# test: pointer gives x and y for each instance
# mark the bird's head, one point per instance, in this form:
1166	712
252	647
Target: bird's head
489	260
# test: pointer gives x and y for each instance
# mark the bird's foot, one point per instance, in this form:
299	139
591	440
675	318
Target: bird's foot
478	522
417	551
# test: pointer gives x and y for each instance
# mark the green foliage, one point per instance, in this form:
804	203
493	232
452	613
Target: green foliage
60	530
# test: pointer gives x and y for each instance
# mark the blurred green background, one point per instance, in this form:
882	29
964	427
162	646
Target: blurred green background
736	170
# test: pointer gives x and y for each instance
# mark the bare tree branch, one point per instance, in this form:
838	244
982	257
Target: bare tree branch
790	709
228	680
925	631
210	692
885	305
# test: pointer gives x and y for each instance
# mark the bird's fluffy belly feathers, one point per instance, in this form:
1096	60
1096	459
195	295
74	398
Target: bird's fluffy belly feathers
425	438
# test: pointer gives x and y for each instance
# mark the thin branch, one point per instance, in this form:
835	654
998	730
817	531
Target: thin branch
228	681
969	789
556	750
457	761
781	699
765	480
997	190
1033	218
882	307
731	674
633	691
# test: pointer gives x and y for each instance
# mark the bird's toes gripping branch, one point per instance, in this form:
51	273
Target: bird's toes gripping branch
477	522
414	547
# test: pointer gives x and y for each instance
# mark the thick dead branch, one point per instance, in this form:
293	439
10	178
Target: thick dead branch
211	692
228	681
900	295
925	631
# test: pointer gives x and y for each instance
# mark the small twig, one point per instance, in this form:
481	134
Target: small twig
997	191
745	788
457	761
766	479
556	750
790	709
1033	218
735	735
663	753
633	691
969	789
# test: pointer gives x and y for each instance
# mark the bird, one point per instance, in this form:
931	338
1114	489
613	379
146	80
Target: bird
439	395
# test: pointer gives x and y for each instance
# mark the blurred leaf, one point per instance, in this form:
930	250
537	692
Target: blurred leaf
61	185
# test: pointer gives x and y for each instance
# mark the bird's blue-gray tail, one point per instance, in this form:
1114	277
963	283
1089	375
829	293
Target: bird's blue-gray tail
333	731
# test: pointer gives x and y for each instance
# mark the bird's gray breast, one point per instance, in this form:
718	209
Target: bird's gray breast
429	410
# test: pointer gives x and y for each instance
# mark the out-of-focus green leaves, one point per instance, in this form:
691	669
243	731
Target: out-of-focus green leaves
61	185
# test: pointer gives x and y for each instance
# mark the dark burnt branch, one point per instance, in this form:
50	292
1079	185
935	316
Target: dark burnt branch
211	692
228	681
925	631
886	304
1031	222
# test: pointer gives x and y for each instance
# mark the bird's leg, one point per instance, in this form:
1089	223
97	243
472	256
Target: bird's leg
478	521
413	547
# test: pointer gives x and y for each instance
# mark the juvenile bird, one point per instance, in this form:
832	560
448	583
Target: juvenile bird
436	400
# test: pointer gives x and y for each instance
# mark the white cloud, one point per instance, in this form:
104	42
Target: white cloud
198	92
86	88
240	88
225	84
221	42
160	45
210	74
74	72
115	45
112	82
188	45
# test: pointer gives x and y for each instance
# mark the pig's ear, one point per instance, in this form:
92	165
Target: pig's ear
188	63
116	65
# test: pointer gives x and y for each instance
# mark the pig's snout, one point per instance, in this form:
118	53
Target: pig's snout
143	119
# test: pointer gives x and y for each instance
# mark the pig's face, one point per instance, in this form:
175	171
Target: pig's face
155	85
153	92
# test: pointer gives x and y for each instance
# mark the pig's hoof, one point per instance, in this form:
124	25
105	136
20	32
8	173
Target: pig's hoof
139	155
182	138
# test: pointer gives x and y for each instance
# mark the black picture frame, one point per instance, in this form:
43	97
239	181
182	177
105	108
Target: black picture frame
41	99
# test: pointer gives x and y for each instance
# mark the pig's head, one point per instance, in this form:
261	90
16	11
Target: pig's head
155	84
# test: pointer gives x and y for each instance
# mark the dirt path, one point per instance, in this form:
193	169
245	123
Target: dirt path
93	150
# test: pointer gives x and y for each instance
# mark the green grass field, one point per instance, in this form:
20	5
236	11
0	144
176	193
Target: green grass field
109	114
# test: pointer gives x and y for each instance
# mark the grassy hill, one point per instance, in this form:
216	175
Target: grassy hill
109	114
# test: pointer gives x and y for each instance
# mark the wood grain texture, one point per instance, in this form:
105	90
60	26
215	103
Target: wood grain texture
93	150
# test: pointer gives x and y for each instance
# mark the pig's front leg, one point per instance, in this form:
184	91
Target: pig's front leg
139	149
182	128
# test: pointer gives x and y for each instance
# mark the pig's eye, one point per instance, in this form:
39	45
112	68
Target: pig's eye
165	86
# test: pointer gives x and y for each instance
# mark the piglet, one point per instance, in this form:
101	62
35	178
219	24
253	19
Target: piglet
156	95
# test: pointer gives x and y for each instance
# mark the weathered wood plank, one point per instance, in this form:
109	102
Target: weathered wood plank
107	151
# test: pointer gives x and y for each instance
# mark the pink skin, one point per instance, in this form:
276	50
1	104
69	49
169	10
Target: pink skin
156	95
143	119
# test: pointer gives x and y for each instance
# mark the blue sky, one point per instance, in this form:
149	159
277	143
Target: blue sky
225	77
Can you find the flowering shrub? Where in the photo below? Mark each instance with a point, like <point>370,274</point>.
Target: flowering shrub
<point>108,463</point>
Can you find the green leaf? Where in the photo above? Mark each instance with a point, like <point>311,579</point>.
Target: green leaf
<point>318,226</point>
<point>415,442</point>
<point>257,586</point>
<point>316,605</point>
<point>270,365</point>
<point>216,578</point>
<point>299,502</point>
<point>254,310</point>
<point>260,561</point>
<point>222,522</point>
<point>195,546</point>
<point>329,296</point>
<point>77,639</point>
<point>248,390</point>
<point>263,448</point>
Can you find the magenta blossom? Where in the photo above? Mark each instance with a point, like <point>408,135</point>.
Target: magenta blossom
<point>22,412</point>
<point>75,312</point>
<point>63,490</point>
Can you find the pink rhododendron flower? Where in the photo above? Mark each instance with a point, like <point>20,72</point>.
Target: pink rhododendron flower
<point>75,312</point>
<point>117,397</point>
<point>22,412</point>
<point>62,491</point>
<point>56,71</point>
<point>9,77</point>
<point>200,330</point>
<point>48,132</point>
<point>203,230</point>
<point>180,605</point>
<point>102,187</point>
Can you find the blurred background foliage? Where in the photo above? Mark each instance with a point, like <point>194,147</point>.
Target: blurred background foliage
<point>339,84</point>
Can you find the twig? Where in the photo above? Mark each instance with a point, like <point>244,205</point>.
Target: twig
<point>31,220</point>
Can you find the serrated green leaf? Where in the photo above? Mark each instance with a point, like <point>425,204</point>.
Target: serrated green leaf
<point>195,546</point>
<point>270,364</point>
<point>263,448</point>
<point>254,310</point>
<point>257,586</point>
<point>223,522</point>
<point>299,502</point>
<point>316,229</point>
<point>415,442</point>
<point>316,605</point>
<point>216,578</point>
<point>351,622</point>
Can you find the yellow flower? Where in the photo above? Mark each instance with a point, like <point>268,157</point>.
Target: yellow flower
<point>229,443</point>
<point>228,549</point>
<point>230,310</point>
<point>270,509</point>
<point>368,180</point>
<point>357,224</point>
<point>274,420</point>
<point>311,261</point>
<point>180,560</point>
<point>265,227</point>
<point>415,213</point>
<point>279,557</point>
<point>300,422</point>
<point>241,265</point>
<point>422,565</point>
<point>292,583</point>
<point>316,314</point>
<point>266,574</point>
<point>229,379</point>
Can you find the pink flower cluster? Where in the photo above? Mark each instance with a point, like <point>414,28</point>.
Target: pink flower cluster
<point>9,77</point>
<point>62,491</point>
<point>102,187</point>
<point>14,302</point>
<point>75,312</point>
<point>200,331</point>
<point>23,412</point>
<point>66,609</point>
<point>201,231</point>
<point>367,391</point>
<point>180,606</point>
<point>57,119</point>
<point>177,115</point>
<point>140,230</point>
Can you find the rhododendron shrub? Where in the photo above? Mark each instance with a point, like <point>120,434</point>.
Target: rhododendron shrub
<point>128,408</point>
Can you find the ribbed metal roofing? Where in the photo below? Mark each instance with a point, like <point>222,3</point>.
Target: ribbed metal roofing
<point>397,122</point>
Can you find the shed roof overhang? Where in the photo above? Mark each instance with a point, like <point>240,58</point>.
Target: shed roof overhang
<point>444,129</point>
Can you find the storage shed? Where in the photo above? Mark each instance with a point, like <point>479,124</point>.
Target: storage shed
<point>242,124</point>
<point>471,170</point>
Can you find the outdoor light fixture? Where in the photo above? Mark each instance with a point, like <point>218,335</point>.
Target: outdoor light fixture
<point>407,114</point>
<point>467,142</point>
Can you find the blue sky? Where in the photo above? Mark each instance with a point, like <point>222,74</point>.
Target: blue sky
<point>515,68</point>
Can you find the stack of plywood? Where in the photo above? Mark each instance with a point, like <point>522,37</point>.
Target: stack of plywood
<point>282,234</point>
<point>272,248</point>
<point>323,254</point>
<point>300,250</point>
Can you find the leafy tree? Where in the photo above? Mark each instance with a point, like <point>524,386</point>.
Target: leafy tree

* **EXERCISE OBJECTIVE**:
A single figure, the number of lines above with the word "leafy", is the whole answer.

* **RESULT FOR THIS TASK**:
2